TASK INSTRUCTIONS ->
a - Translate this sentence from the passage on British grocery stores into Spanish: "There are even more brands in the UK like the Co-op which tend to be smaller stores instead of massive ones."
b - Quote the passage on British grocery stores from "I know some" to "across the pond.".

TEXT SECTION ->

....

As you might have guessed already, we call them “grocery stores”!

If you want to learn more about England and why they do the things they do, I highly recommend Watching the English – a must-read for anyone living in England or visiting.

Anyway, British grocery stores are completely different to our American ones in name and brand, so don’t come over here looking to find Publix in the UK or Kroger in the UK or Giant or your local favorite.

Instead, you’ll find ones like Waitrose (which is for fancy people), Morrison’s, Sainsbury’s, Tesco, and Asda.

I know some people buy their groceries at Target, so check out this article I wrote about Target in the UK to find out if your favorite store has made it across the pond.

There are even more brands in the UK like the Co-op which tend to be smaller stores instead of massive ones.

These are meant to be the place you drop in when you forgot the milk rather than somewhere you go to do your shopping for the barbecue you decided to hold for 17 people tomorrow and now regret.

Girl in peach knitted sweater opening a fridge

That brings me to another point, actually, in that British fridges and freezers are smaller than American ones, and many people who live in flats only have a half-size one that would more closely resemble what we would have in an American college dorm.

....

MATERIAL SHOWN ->
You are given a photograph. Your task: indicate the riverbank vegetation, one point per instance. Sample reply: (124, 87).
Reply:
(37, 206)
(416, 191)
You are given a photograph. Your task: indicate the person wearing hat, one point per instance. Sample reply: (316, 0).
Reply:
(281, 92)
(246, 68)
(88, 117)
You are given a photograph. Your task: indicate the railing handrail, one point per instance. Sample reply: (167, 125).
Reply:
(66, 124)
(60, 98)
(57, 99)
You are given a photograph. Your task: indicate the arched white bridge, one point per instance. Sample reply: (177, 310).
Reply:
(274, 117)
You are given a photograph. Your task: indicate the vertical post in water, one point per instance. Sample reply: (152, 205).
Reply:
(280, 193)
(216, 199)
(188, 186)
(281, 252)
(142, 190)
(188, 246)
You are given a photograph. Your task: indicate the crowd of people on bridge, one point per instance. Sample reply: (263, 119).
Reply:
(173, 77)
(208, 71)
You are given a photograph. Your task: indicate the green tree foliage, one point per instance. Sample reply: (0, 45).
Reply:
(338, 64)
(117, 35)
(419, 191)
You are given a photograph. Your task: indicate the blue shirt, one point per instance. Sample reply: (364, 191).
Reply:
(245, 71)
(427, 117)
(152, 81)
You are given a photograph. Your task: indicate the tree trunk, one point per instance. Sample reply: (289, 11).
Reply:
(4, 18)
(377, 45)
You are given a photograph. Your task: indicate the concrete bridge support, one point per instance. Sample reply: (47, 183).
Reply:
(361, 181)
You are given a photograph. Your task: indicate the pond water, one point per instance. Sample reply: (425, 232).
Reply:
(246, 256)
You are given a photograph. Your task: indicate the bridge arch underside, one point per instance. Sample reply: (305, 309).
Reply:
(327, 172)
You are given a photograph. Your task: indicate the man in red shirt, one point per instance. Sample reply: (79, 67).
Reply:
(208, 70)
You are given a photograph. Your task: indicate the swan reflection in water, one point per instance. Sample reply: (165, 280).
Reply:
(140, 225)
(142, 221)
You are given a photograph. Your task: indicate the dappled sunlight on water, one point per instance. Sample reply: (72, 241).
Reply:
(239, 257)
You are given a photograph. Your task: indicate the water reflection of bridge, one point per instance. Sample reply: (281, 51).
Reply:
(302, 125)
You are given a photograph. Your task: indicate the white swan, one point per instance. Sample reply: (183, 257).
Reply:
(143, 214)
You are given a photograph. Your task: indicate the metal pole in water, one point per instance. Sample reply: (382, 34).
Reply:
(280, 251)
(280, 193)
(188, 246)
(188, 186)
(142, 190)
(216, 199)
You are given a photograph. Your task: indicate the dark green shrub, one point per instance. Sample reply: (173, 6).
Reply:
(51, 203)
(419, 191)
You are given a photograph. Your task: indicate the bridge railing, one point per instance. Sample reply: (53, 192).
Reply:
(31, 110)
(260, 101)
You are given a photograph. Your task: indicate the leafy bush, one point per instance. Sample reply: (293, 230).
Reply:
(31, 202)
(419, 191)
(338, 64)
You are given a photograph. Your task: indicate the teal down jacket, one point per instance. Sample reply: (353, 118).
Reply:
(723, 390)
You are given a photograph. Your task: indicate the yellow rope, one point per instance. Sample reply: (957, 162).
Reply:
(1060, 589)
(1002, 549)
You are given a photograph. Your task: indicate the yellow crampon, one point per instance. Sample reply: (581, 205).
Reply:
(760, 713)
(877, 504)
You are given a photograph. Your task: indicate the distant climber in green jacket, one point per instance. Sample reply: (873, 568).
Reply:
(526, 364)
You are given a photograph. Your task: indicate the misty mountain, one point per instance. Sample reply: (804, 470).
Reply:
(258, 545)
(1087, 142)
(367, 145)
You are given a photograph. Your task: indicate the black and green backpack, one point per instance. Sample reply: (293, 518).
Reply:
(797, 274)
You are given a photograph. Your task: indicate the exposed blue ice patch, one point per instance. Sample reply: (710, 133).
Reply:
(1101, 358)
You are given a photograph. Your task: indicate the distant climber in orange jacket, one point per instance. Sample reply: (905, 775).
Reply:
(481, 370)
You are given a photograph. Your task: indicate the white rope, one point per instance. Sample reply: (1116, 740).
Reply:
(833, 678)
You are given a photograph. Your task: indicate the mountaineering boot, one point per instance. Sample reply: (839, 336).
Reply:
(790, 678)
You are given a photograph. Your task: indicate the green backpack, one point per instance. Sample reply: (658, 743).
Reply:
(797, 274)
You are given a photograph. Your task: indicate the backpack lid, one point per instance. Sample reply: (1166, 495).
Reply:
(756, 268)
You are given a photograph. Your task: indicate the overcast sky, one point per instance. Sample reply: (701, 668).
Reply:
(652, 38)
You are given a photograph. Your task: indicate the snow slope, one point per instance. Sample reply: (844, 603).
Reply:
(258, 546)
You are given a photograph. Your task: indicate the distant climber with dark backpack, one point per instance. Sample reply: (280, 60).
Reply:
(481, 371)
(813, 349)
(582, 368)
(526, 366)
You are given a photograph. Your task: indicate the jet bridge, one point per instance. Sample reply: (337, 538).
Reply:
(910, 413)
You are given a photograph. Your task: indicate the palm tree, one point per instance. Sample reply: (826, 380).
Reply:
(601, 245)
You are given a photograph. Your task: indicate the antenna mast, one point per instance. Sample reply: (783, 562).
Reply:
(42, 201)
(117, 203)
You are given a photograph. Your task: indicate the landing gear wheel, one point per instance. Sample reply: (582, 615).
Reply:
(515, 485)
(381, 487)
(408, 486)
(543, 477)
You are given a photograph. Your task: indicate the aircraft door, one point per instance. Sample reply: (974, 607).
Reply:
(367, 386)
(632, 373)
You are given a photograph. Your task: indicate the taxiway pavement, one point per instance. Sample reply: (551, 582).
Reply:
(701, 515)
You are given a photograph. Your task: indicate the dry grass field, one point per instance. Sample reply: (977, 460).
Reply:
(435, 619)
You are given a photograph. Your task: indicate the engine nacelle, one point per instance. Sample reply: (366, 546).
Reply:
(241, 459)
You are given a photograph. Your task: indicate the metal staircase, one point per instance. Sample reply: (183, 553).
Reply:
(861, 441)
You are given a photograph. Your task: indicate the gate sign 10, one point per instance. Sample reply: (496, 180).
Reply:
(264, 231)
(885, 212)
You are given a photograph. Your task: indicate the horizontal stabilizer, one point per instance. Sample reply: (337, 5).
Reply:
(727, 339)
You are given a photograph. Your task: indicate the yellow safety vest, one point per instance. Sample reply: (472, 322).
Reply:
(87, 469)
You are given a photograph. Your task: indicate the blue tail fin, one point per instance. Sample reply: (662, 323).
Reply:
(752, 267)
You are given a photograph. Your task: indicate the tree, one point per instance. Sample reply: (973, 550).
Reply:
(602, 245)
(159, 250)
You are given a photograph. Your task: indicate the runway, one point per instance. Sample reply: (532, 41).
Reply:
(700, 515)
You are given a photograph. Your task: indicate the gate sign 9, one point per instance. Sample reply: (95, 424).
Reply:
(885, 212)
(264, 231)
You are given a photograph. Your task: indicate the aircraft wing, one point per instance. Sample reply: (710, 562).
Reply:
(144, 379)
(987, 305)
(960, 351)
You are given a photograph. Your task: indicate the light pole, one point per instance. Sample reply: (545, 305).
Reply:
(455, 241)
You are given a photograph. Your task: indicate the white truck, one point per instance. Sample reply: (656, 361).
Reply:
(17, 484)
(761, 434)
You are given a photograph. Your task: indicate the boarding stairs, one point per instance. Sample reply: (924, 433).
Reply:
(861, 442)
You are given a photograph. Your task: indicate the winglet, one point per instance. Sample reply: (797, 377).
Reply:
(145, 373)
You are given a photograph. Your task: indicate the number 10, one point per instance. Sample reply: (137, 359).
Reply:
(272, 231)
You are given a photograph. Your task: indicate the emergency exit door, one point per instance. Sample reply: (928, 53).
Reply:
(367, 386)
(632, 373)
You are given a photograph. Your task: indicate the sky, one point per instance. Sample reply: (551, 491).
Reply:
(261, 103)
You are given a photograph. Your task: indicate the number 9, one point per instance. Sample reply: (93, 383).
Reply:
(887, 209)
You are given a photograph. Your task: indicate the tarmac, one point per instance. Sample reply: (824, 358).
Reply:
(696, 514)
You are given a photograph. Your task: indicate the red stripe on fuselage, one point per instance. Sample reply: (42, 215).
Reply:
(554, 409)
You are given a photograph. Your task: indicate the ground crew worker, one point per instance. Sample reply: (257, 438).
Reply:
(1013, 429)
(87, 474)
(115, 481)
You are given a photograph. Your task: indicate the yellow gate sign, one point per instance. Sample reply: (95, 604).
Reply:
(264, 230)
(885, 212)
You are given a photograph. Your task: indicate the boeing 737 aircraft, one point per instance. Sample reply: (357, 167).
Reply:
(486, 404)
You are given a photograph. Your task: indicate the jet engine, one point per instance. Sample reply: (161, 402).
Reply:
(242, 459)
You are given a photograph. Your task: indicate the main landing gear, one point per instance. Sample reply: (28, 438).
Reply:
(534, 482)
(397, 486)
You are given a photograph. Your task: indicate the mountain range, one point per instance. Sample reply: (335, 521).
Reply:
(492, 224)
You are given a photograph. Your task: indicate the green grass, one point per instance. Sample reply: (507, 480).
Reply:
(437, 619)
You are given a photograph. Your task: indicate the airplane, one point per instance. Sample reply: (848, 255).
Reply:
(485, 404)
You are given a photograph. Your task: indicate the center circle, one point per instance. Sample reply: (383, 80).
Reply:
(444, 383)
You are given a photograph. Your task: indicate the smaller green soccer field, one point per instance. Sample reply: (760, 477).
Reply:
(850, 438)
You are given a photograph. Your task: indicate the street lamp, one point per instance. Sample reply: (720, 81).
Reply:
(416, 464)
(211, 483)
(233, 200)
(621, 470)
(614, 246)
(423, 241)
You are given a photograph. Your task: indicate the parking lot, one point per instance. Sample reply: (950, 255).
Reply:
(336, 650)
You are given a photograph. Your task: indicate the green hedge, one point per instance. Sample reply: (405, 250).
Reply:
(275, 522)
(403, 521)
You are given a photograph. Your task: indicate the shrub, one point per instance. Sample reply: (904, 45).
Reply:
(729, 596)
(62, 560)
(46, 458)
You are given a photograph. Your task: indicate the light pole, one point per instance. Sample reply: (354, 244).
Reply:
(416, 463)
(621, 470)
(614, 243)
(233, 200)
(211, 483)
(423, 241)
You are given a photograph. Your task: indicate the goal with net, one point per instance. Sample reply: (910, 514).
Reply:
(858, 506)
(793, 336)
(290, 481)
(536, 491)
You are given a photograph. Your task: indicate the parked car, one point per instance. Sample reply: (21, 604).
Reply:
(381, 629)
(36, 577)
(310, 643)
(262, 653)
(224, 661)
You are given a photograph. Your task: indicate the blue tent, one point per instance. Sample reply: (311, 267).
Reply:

....

ANSWERS TO THE TASKS ->
a - Hay aún más marcas en el Reino Unido, como el Co-op, que suelen ser tiendas más pequeñas en lugar de enormes.

b -
I know some people buy their groceries at Target, so check out this article I wrote about Target in the UK to find out if your favorite store has made it across the pond.